> _Exercise task_
Beginning with the line that contains "Pin a point on every instance of the white countertop", extract each line through the end of the listing below, with no additions or omissions.

> _Data extract_

^^^^^^^^

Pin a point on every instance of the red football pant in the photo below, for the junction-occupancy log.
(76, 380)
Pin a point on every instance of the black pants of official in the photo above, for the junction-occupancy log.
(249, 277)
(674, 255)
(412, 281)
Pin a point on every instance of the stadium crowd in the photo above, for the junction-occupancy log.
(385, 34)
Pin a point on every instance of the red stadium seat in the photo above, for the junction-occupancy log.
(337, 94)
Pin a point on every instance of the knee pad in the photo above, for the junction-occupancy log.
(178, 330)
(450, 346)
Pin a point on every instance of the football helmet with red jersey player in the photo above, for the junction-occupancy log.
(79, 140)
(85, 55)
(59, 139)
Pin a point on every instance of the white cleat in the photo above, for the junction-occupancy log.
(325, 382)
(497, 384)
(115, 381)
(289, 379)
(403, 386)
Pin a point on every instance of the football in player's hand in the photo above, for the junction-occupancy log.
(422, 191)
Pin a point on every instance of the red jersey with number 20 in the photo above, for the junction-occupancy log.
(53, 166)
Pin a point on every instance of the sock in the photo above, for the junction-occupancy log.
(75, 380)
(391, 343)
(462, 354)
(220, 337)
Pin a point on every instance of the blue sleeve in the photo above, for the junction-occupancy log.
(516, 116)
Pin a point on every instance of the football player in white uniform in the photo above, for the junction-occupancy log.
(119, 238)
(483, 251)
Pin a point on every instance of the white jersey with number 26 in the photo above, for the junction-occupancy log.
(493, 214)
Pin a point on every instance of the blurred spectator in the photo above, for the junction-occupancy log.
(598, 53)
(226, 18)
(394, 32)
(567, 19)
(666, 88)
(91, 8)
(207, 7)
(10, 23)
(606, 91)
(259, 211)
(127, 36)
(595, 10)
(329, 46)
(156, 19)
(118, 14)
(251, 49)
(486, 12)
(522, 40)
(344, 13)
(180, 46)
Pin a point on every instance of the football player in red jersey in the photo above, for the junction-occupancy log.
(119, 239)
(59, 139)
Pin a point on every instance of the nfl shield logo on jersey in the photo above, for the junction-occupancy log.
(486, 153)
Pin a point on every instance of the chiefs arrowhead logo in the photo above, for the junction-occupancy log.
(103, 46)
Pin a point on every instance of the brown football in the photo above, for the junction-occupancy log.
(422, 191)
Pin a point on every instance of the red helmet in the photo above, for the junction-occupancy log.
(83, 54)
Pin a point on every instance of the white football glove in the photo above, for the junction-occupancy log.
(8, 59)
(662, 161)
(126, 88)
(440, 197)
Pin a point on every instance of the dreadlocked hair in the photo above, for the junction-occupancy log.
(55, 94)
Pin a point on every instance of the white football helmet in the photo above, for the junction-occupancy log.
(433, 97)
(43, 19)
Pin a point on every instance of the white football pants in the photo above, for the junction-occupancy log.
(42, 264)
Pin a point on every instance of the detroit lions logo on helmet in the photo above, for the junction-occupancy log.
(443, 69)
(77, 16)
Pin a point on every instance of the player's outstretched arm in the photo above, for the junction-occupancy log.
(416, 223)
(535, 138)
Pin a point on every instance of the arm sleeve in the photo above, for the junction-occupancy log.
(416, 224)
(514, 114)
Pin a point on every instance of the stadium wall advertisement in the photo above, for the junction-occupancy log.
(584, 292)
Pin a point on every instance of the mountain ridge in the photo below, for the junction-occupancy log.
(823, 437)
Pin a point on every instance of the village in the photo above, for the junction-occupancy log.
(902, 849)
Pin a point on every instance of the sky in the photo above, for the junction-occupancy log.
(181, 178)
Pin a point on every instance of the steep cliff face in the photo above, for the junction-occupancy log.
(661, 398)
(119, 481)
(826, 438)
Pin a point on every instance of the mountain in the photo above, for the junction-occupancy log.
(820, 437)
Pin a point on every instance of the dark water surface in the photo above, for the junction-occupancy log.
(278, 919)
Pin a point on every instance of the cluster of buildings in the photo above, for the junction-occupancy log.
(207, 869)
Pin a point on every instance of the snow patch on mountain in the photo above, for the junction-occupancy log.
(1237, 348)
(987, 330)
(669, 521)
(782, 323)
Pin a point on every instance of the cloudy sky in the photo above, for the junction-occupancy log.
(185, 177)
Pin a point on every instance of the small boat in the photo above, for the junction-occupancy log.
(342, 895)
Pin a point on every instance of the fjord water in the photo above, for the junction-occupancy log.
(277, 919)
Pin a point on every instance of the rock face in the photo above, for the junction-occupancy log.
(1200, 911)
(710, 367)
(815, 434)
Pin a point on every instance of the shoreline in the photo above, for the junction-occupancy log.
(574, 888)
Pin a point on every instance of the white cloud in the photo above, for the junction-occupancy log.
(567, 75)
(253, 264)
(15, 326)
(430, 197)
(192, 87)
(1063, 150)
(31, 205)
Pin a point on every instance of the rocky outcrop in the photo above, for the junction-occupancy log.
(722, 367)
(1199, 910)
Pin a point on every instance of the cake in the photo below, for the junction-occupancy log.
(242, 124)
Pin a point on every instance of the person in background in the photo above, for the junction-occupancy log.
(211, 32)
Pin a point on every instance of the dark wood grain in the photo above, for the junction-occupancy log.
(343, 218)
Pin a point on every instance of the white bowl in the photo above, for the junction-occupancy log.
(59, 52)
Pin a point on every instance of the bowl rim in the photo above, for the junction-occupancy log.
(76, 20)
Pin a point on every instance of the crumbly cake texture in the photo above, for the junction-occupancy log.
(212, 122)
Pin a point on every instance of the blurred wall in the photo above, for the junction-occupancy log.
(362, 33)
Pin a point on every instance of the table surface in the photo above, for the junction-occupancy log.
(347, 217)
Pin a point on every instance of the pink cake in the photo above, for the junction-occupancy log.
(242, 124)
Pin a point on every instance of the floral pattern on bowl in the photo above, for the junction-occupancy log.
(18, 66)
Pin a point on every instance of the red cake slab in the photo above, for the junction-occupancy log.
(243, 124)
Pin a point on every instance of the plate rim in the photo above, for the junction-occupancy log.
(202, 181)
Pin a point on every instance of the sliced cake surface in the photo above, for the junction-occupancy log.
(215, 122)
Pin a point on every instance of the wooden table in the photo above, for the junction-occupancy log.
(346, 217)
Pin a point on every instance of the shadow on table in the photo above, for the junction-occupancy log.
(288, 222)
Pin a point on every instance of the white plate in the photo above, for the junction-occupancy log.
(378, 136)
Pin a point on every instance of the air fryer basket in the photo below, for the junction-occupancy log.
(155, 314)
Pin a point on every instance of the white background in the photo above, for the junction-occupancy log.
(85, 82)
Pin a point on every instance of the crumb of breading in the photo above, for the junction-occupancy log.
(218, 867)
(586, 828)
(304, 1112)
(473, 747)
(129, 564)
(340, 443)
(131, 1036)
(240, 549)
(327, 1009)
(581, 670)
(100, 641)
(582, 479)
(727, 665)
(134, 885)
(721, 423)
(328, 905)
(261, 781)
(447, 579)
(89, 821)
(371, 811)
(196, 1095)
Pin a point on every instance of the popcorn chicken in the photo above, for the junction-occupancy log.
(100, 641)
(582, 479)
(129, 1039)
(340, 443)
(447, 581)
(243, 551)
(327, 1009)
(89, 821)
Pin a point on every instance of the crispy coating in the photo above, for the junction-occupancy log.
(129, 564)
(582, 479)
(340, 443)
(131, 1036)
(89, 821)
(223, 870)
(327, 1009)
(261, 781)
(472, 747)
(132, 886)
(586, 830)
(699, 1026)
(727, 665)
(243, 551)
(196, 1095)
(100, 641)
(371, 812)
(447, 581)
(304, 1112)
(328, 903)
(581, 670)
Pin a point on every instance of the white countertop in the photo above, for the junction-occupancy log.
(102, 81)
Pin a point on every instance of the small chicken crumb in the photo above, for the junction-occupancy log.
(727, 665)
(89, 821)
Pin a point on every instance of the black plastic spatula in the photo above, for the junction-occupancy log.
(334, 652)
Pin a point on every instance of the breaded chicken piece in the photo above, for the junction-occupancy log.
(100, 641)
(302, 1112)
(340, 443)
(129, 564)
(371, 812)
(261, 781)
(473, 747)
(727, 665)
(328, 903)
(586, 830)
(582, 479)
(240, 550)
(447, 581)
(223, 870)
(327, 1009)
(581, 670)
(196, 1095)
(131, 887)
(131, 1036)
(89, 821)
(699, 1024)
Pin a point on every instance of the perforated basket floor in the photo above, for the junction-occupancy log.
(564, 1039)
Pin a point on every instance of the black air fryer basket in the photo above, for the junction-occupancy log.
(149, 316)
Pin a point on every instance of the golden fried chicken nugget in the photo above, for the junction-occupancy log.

^^^^^^^^

> _Exercise response_
Pin a point on every instance of the white countertop in the photo above, for the junction-occupancy log.
(102, 81)
Pin a point on every instance of the small chicken crumb in the photo above, for the junction-occupancy log.
(727, 665)
(89, 821)
Pin a point on every instance of the black plastic spatula in the photo above, for the junction-occupancy log.
(334, 652)
Pin a point on every instance of the breaded chicken piece in the photo above, for the junction-occupancy log.
(100, 641)
(302, 1112)
(340, 443)
(129, 564)
(371, 812)
(261, 781)
(473, 747)
(727, 665)
(328, 903)
(586, 830)
(582, 479)
(240, 550)
(447, 581)
(223, 870)
(327, 1009)
(581, 670)
(196, 1095)
(131, 887)
(131, 1036)
(89, 821)
(699, 1024)
Pin a point on every instance of the perforated basket floor in the photo above, for the junction-occupancy log.
(564, 1039)
Pin a point on every instance of the black air fryer basket in the photo above, for the junction-occupancy log.
(149, 316)
Pin a point on every instance of the golden fried chicken nugget in the photo above, for the junction-occupancy log.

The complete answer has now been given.